> Goal: Reproduce every item below verbatim, keeping each line and its characters unchanged.

> Entries provided:
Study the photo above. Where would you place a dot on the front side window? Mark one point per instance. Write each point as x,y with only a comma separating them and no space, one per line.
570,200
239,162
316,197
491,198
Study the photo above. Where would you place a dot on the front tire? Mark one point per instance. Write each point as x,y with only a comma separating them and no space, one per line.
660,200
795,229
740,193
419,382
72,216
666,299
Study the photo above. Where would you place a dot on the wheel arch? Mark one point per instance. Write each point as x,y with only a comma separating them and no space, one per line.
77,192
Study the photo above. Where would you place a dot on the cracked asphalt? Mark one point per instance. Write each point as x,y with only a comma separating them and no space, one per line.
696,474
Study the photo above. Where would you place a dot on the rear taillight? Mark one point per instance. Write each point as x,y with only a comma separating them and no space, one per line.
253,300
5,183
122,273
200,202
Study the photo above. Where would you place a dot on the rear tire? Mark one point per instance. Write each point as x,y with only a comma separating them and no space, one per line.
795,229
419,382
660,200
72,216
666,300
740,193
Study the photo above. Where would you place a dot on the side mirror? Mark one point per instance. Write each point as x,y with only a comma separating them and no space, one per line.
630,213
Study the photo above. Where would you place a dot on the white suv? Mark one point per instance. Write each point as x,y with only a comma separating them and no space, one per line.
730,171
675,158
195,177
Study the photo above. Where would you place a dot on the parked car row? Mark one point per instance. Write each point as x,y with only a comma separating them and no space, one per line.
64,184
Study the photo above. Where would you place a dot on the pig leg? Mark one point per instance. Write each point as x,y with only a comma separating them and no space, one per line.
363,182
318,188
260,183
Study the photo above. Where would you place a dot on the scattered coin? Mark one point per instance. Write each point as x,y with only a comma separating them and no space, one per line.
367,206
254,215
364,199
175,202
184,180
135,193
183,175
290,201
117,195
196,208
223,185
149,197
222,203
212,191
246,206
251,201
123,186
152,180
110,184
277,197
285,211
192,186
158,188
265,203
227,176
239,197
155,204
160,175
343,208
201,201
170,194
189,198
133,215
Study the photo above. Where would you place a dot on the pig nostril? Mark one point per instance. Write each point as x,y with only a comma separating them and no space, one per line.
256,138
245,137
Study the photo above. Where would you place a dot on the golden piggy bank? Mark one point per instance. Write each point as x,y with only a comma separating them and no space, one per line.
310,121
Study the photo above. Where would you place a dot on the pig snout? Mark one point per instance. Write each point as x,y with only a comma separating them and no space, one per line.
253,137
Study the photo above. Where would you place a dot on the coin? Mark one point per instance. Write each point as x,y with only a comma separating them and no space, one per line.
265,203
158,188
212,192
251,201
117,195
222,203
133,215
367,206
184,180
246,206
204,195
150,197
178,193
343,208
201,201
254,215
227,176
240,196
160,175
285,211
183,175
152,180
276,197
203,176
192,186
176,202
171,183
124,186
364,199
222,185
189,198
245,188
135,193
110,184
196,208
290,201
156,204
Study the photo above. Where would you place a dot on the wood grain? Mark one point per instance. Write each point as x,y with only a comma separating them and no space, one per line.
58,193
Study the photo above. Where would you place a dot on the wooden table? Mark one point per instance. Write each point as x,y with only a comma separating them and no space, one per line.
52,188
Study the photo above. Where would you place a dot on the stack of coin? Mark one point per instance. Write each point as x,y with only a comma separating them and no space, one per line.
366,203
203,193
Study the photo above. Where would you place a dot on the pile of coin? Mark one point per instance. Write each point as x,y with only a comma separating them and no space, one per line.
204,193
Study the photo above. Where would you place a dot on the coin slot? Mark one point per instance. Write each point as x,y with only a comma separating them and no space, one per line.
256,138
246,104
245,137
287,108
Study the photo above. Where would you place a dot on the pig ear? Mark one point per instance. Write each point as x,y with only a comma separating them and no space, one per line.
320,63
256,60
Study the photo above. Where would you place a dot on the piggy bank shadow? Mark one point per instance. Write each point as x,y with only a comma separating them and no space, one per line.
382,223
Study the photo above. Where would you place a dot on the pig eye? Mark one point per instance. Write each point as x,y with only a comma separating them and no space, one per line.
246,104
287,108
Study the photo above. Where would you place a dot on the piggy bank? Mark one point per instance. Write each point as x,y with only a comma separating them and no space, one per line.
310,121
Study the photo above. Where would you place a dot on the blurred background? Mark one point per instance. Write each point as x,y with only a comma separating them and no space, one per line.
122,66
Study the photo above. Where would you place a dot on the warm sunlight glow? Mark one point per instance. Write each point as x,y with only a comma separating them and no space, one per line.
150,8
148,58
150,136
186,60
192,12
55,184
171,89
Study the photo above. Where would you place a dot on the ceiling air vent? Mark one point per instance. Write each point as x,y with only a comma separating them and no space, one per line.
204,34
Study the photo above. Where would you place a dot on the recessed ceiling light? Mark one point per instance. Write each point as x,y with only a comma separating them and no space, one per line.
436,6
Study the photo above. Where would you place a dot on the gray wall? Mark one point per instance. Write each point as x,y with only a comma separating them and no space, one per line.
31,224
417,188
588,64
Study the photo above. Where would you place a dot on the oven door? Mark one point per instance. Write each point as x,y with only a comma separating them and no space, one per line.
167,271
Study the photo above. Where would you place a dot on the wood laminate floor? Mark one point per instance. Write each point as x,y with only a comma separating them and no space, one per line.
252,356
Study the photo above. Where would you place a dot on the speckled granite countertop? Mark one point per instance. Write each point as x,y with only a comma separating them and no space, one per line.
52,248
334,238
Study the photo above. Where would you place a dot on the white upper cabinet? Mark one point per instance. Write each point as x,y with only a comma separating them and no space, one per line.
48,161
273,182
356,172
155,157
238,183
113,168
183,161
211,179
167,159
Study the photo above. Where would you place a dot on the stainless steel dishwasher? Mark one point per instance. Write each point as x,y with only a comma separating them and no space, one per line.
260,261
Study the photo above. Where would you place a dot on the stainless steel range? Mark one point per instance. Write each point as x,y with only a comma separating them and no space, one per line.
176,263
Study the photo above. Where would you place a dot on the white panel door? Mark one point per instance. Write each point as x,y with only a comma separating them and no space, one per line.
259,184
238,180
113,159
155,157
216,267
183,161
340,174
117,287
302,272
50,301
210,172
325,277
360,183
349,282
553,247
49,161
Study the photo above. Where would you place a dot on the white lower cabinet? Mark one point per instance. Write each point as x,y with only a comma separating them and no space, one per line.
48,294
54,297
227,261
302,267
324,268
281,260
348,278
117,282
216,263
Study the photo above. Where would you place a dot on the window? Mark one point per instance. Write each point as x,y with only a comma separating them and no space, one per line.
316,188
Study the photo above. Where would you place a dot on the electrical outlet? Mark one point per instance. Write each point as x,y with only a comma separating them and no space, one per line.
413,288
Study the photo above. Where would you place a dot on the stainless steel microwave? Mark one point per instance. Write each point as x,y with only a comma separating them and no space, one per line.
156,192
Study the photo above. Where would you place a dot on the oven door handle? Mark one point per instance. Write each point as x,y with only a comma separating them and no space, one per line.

> Result of the task:
Study the photo above. Where would you place a dot on the front side window? Mark one point per instance. Write each point as x,y with only a comma separating them and no space, one per line.
570,200
239,162
316,197
491,198
Study the photo above. Where would you place a dot on the front tire? Mark one point per instance. Write each point as x,y with only a comma separating them and no space, one per line.
660,200
795,229
740,193
419,382
72,216
666,299
Study the photo above. Where would you place a dot on the wheel arch? Mark one point per instance. Write each point as x,y with only a comma separating them and no space, one per line.
77,192
Study the photo above. Where would you place a dot on the cracked asphalt? Mark one point per instance. Write each point as x,y with only a comma separating them and no space, one per line.
696,474
Study the photo above. Where would you place a dot on the rear taillight? Mark one point per instance. Write each point as x,y with only a comma separating them and no space, one per line.
253,300
5,183
122,273
200,202
Study the photo above. Where would you place a dot on the rear tire? Mark one point per instance. Write each point as x,y with only a comma separating them and no space, one per line.
795,229
419,382
660,200
72,216
666,300
740,193
Study the photo above. Where would you place a dot on the side mirror? Mark one point per instance. Write each point as x,y with only a comma separating them and no space, one per line.
630,213
Study the photo above. Where would you place a dot on the white suv? Mark one point per instance. Write each point as x,y with only a comma separating them and no space, one per line.
730,171
675,158
195,177
Study the photo above. Where would you place a dot on the parked car row? Mark one point per instance. Write each point as x,y with only a comma separating them and no space, one per line.
64,184
Study the photo above. Where would you place a dot on the pig leg? Mark one point per instance. Write each point as x,y with only a comma separating them and no space, one per line.
363,182
318,188
260,183
Study the photo above. Where would you place a dot on the scattered coin? Mark one point per instance. Write each point as x,y with only a comma separating them and no space, one per line.
367,206
254,215
364,199
175,202
184,180
135,193
183,175
290,201
117,195
196,208
223,185
149,197
222,203
212,191
246,206
251,201
123,186
152,180
110,184
277,197
285,211
192,186
158,188
265,203
227,176
239,197
155,204
160,175
343,208
201,201
170,194
189,198
133,215
Study the photo above. Where would you place a dot on the pig nostril? Mark one point per instance. Write each point as x,y with only a comma separating them and no space, one per line.
256,138
245,137
Study the photo above. Where would you place a dot on the golden piggy bank? Mark one point per instance. Write each point as x,y with only a comma separating them and no space, one per line.
310,121
Study the photo above. Where would you place a dot on the pig snout? Mark one point per instance. Write each point as x,y with only a comma separating them and no space, one per line.
253,137
Study the photo above. Where would you place a dot on the coin? Mark one point per instance. Write each point as x,y with only a comma separating them and no space, one per line.
265,203
158,188
212,192
251,201
117,195
222,203
133,215
367,206
184,180
246,206
204,195
150,197
178,193
343,208
201,201
254,215
227,176
240,196
160,175
285,211
183,175
152,180
276,197
203,176
192,186
176,202
171,183
124,186
364,199
222,185
189,198
245,188
135,193
110,184
196,208
290,201
156,204
Study the photo above. Where would you place a dot on the wood grain? Mark one point per instance. Write each point as x,y with only a comma separating them and no space, one per line.
58,193
Study the photo above. Where would you place a dot on the wooden table? Mark one point per instance. Write each point as x,y with only a comma separating them and no space, one per line.
52,188
Study the photo above. Where would you place a dot on the stack of coin? Mark one point per instance. Write each point as x,y with only a comma separating them and no space, one per line.
366,203
203,193
Study the photo above. Where would you place a dot on the pile of coin? Mark one point per instance. Write each point as x,y with only a comma separating them and no space, one per line.
204,193
Study the photo above. Where would you place a dot on the coin slot? Mark one point per instance. Write each point as x,y with only a comma separating them and no space, one per line.
256,138
246,104
245,137
287,108
Study the photo above. Where would you place a dot on the pig ear? Mark one point per instance. Write each point as x,y with only a comma separating them and no space, one per line.
320,63
256,60
Study the photo above. Where would you place a dot on the piggy bank shadow? Mark one point per instance. Write each point as x,y with only a comma separating them and no space, one per line.
382,223
Study the photo above. Where would you place a dot on the pig eye? Mark one point per instance. Write each point as x,y with only a comma separating them and no space, one per line.
246,104
287,108
Study the photo above. Where would you place a dot on the piggy bank? Mark one point per instance. Write each point as x,y with only a comma separating them and no space, one per line.
310,121
Study the photo above. Where would you place a dot on the blurred background? Mark one point per instance. Write each point as x,y with only a comma separating them and no space, one per line.
122,66
Study the photo above. Where would you place a dot on the warm sunlight glow? Mark one point per instance. Write each point as x,y with only a comma separating them and no space, one per line.
150,8
148,58
150,136
186,60
192,12
55,184
171,89
Study the photo above. Where would you place a dot on the ceiling air vent? Mark one point per instance. Write each point as x,y with only a comma separating them and no space, one per line.
204,34
Study the photo above. Where would you place a dot on the recessed ceiling light? Mark one point per instance. Write each point as x,y with only a comma separating them and no space, one per line.
436,6
Study the photo above. Where would you place a dot on the gray wall? Mark one point per instance. Write each point as x,y with only a comma separating them and no space, one per line.
31,224
417,188
588,64
Study the photo above. Where would you place a dot on the oven door? Mark one point per instance. Write each point as x,y with only a comma separating them and no space, one per line.
167,271
Study the photo above. Where would you place a dot on the wood laminate floor? Mark one point per instance. Write each point as x,y with only a comma separating them and no space, one per line.
252,356
Study the photo above. Where would you place a dot on the speckled granite countertop? Mark one point per instance. Write each point as x,y with only a comma separating them and no space, one per line.
52,248
334,238
Study the photo above. Where would you place a dot on the white upper cabinet? Mark one point per instance. Write each point as x,y with only a comma separating them and no space, one per line.
48,161
273,182
356,172
155,157
238,183
113,168
183,161
211,179
167,159
Study the photo above. Where would you place a dot on the stainless steel dishwasher? Mark one point per instance. Write each point as x,y with only a comma separating them and no space, one per line.
260,261
Study the photo above. Where would you place a dot on the stainless steel range? Mark one point per instance. Write each point as x,y with only a comma separating them and no space, one per line.
176,263
Study the photo above. Where would you place a dot on the white panel door? Mark one point per instance. Write each point as x,y with only a comma separating them and no space, one per line.
259,184
238,180
113,159
155,157
216,267
183,161
340,174
117,287
302,272
50,301
210,172
325,277
360,183
349,282
553,247
49,161
Study the photo above. Where would you place a dot on the white lower cabinet? Mark one point per instance. Write each point as x,y with only a comma separating them and no space, one per line.
48,294
54,297
227,261
302,267
324,268
281,260
348,278
117,282
216,263
Study the photo above. Where would you place a dot on the window? Mark one point per instance. Write each point as x,y with only a comma separating them and no space, one per line.
316,188
Study the photo above. Where would you place a dot on the electrical outlet? Mark one point per instance. Write each point as x,y with only a comma separating them and no space, one per line.
413,288
Study the photo above. Where would you place a dot on the stainless steel microwave? Mark one point per instance. Write each point as x,y with only a comma separating them and no space, one per line.
156,192
Study the photo above. Where would you place a dot on the oven door handle? Mark one point per instance. Write each point as x,y with only a comma separating them and no space, one per line.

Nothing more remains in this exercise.